| Goal |
Convert every line of the data into a JSON list of strings, one string per line, skipping blank lines. Leave the pictures out of the list.

Labeled box data:
-- -- --

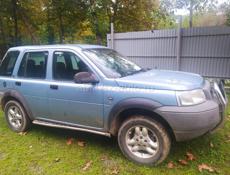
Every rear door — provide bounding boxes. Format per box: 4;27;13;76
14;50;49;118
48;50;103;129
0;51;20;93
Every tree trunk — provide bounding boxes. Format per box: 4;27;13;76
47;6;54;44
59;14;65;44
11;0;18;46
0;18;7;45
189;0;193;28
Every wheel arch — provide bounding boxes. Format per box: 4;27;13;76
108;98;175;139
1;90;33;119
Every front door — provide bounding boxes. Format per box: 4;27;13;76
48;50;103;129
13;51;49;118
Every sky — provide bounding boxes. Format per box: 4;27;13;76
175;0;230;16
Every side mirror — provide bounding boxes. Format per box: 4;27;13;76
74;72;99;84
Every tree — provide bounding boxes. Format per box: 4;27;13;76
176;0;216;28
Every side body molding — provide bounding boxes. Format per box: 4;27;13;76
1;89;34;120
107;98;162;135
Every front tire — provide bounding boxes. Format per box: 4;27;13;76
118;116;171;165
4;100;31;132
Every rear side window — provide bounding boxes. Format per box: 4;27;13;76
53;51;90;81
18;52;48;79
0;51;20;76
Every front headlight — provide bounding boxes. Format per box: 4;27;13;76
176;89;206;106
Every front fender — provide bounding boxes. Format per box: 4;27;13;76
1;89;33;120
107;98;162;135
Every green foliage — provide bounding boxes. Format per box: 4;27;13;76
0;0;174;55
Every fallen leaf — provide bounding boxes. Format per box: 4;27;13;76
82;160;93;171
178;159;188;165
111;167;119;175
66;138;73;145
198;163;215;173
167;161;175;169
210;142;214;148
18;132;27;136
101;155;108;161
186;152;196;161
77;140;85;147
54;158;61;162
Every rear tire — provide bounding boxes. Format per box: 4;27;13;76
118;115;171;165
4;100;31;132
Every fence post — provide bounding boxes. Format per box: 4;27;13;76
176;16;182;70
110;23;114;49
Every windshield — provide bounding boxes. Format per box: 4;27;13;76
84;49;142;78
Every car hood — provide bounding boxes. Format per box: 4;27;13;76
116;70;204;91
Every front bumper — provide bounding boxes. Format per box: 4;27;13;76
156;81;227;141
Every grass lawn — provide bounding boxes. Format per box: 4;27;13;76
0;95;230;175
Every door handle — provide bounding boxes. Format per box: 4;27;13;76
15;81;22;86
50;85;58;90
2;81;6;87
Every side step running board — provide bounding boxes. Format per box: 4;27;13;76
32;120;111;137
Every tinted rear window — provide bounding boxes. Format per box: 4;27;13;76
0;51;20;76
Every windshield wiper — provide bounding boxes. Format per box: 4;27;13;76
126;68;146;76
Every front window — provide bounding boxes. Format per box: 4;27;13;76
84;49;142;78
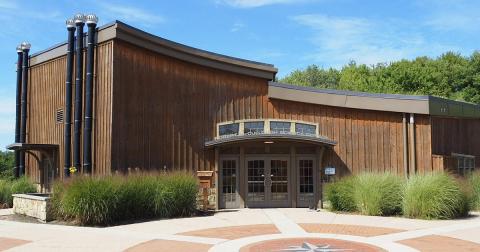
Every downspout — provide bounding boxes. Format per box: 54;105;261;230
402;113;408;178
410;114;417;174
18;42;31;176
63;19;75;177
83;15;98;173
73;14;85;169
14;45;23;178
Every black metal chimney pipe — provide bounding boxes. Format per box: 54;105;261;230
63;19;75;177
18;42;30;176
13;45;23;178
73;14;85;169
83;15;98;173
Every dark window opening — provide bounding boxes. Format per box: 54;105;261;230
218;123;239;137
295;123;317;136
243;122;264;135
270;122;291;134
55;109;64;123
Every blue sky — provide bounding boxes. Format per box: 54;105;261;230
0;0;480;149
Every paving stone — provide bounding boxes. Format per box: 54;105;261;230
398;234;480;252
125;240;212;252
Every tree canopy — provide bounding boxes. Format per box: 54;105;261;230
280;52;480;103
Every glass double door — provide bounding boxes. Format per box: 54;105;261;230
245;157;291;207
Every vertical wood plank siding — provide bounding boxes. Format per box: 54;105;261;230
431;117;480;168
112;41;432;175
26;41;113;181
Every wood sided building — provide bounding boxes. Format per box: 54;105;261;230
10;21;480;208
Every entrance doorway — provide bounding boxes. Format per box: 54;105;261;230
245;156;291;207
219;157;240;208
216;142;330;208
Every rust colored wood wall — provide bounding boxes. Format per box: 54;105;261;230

-- -- --

| Output |
[
  "Every rear door — provide bounding boxes. Format per box: 4;27;13;76",
  "14;50;49;118",
  "48;50;103;129",
  "0;51;20;93",
  "Every tree trunk — provide bounding boxes. Format per box: 4;27;13;76",
  "47;6;54;44",
  "59;14;65;44",
  "11;0;18;46",
  "0;18;7;45",
  "189;0;193;28",
  "Every wheel arch — provide bounding boxes. Format per box: 4;27;13;76",
  "108;98;175;139",
  "1;90;33;119",
  "Every front door — provide bounding boxes. Format per box: 4;27;13;76",
  "48;50;103;129",
  "13;51;49;118",
  "Every sky — provide bounding boxes. Format per box: 4;27;13;76",
  "175;0;230;16",
  "Every side mirror — provide bounding boxes. Format per box: 4;27;13;76",
  "74;72;99;84",
  "Every tree — provide bounding boxes. Format per box: 4;27;13;76",
  "176;0;216;28",
  "Every side body molding — provide bounding boxes. Format per box: 4;27;13;76",
  "1;89;34;120",
  "107;98;162;135",
  "Every front tire — provide bounding boxes. Format per box: 4;27;13;76",
  "118;116;171;165",
  "4;100;31;132",
  "Every rear side window — provide bounding boxes. Format per box: 4;27;13;76",
  "53;51;90;81",
  "18;52;48;79",
  "0;51;20;76",
  "Every front headlight — provide bounding boxes. Format per box: 4;27;13;76",
  "176;89;206;106",
  "Every front fender — provide bounding boxes. Format per box: 4;27;13;76",
  "1;89;33;120",
  "107;98;162;135",
  "Every green foliage — provide bounding boxes. Format per box: 4;27;13;76",
  "0;0;174;55",
  "Every fallen leaf — provide bounding boxes. Format per box: 4;27;13;76",
  "82;160;93;171",
  "178;159;188;165",
  "111;167;119;175",
  "66;138;73;145",
  "198;163;215;173",
  "167;161;175;169",
  "210;142;214;148",
  "18;132;27;136",
  "101;155;108;161",
  "186;152;196;161",
  "77;140;85;147",
  "54;158;61;162",
  "Every rear tire — provide bounding boxes. Format per box: 4;27;13;76",
  "118;115;171;165",
  "4;100;31;132",
  "Every fence post — provide bounding boxes. Format per box: 4;27;13;76",
  "176;16;182;70",
  "110;23;114;49",
  "Every windshield — provide bounding boxes. Format per box: 4;27;13;76",
  "84;49;142;78",
  "Every car hood — provide bounding boxes. Format per box: 4;27;13;76",
  "116;70;204;91",
  "Every front bumper — provide bounding boxes. Format per box: 4;27;13;76",
  "156;81;227;141",
  "Every grass lawn — provide bounding boxes. Format per box: 4;27;13;76",
  "0;95;230;175",
  "Every door handle — provide bounding boxes. Format per box: 4;27;13;76",
  "15;81;22;86",
  "50;85;58;90",
  "2;81;6;87",
  "Every side step running board — provide bounding boxes. Format per box: 4;27;13;76",
  "32;120;111;137",
  "Every tinted rear window — provide bounding boxes. Format per box: 4;27;13;76",
  "0;51;20;76",
  "Every windshield wiper — provide bounding boxes. Format per box: 4;27;13;76",
  "126;68;146;76",
  "Every front window — provide bounding boxes. Format per box: 4;27;13;76",
  "84;49;142;78",
  "Every downspout — provide bounding boxes. Format per box: 54;105;261;230",
  "402;113;408;178",
  "410;114;417;174",
  "18;42;31;176",
  "63;19;75;177",
  "83;15;98;173",
  "73;14;85;169",
  "14;45;23;178",
  "Every black metal chimney pipe — provide bounding boxes. Format per box: 54;105;261;230",
  "63;19;75;177",
  "18;42;30;176",
  "13;45;23;178",
  "73;14;85;169",
  "83;15;98;173",
  "Every dark window opening — provide bounding boxes. Format per box: 54;105;261;230",
  "218;123;239;137",
  "295;123;317;136",
  "243;122;264;135",
  "270;122;291;134",
  "55;109;64;123",
  "Every blue sky — provide bounding boxes. Format per box: 54;105;261;230",
  "0;0;480;149",
  "Every paving stone — provide bounding boxes. Format per box: 54;105;261;230",
  "398;234;480;252",
  "125;240;212;252",
  "Every tree canopy — provide bounding boxes. Format per box: 54;105;261;230",
  "280;52;480;103",
  "Every glass double door — provide bounding boxes. Format per box: 54;105;261;230",
  "245;157;291;207",
  "Every vertical wood plank siding — provide bounding boxes. Format per box: 54;105;261;230",
  "431;117;480;168",
  "112;41;432;175",
  "26;41;113;181",
  "Every wood sided building — provide bounding boxes. Format per box: 54;105;261;230",
  "10;21;480;208",
  "Every entrance doorway — provide bounding boxes. Format per box: 54;105;261;230",
  "245;156;291;207",
  "219;157;240;208",
  "216;142;330;208",
  "Every rust colored wood wall — provide bounding boxes. Format per box: 54;105;261;230"
]